_OBJECTIF:_
Poursuivez le texte sur l'art de faire jurer les couleurs en reprenant juste après sa dernière phrase.

##### EXTRAIT DE PAGE #####

Photo : Eric Morin

 

De ma longue expérience de “peintre en bâtiment” et de conseillère en couleur, il me reste quelques certitudes bien ancrées.
Comme je me méfie des certitudes, je les appelle mes “recettes de cuisine”. J’ai néanmoins remarqué que
personne n’avait trop envie de les traiter avec une pareille désinvolture et qu’elles suscitaient même un certain intérêt.
En voici donc une petite série, … à appliquer seulement si elles vous plaisent.

L’ART DE FAIRE JURER LES COULEURS :

Ma mère se moquait toujours des « élégantes de province » qui ne sortent pas sans les gants assortis au sac et au chapeau.
Je ne pense pas un seul instant à l’imiter et j’espère même que ce genre de propos est démodé. Par contre, ceci m’est resté :
je n’aime pas non plus les gants assortis au sac et au chapeau. Certes, j’ai toujours cherché à trouver une harmonie globale entre les différentes couleurs de la collection, mais je n’ai jamais écarté une couleur qui me semblait exquise au profit de l’harmonie,
parce que j’utilise souvent ce que j’appelle joliment une « tension » entre les couleurs pour ne pas dire tout simplement qu’elles jurent.
Car, comme pour de nombreux autres aspects de la vie, tout est question de proportions.
Trop de couleurs en harmonie lassent et écrasent l’imaginaire, introduire une légère tension réveille l’intérêt.

##### JEU D'ENREGISTREMENTS #####

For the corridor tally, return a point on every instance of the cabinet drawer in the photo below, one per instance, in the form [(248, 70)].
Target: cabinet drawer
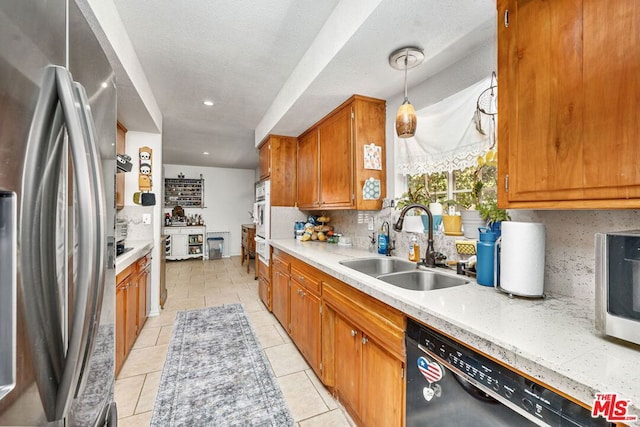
[(263, 271), (374, 318), (142, 262), (303, 274), (124, 274), (281, 262)]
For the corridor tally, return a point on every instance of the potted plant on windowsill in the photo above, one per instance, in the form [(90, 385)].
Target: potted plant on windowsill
[(471, 216), (493, 215), (451, 220)]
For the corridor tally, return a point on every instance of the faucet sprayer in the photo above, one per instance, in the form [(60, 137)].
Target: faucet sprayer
[(431, 254)]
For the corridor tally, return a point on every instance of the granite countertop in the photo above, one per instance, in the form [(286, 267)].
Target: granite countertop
[(552, 339), (139, 248)]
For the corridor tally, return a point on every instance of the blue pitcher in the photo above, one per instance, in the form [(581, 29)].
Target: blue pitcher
[(485, 250)]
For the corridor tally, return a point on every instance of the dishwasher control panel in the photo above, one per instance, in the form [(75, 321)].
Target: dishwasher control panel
[(520, 393)]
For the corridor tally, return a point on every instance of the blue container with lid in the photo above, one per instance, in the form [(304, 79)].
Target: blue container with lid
[(485, 250)]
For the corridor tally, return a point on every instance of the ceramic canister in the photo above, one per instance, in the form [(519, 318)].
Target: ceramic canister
[(520, 259)]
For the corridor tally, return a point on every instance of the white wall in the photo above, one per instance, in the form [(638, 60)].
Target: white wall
[(134, 141), (229, 197)]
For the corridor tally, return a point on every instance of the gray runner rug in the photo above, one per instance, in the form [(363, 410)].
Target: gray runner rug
[(216, 374)]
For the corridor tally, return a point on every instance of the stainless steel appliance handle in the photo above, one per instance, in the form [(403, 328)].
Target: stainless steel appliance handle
[(87, 218), (8, 291), (37, 243), (99, 255)]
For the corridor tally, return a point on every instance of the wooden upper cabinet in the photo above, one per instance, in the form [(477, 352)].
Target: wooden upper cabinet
[(331, 160), (308, 176), (278, 163), (121, 134), (336, 160), (264, 153), (569, 99)]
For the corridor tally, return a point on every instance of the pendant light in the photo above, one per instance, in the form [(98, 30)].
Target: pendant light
[(404, 59)]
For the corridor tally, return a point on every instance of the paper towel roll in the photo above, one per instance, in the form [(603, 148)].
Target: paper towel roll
[(522, 253)]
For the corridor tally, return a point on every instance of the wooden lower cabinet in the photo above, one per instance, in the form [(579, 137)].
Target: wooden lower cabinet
[(363, 355), (280, 298), (131, 306), (382, 386), (121, 331), (264, 284), (353, 342), (348, 350), (305, 323)]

#####

_PRODUCTION ATTENDUE:_
Et de toutes les manières, en ce qui concerne les lieux de vie qui sont notre propos, la vie justement se charge généralement très bien d’introduire la tension dans un univers trop artificiellement composé par les décorateurs ou les lecteurs très assidus de revues de décoration.

 

Il est préférable de toujours choisir une couleur à la lumière du jour plutôt qu’à la lumière artificielle.
En effet, une couleur qui est belle le jour est généralement belle le soir aussi, tandis que l’inverse est presque toujours faux.
De plus, la lumière artificielle peut être adaptée, ce qui n’est évidemment pas le cas de la lumière du jour.

 

“Il ne faut pas peindre une pièce sombre dans une couleur sombre”, disent-ils …
Mais peindre une pièce sombre en blanc ne l’a jamais rendue claire, le plus souvent elle devient surtout plus froide et triste.
Alors, je préfère me résigner à ce qu’une pièce soit sombre en développant son ambiance à partir de son identité,
plutôt que de tenter en vain de la rendre plus claire contre sa nature.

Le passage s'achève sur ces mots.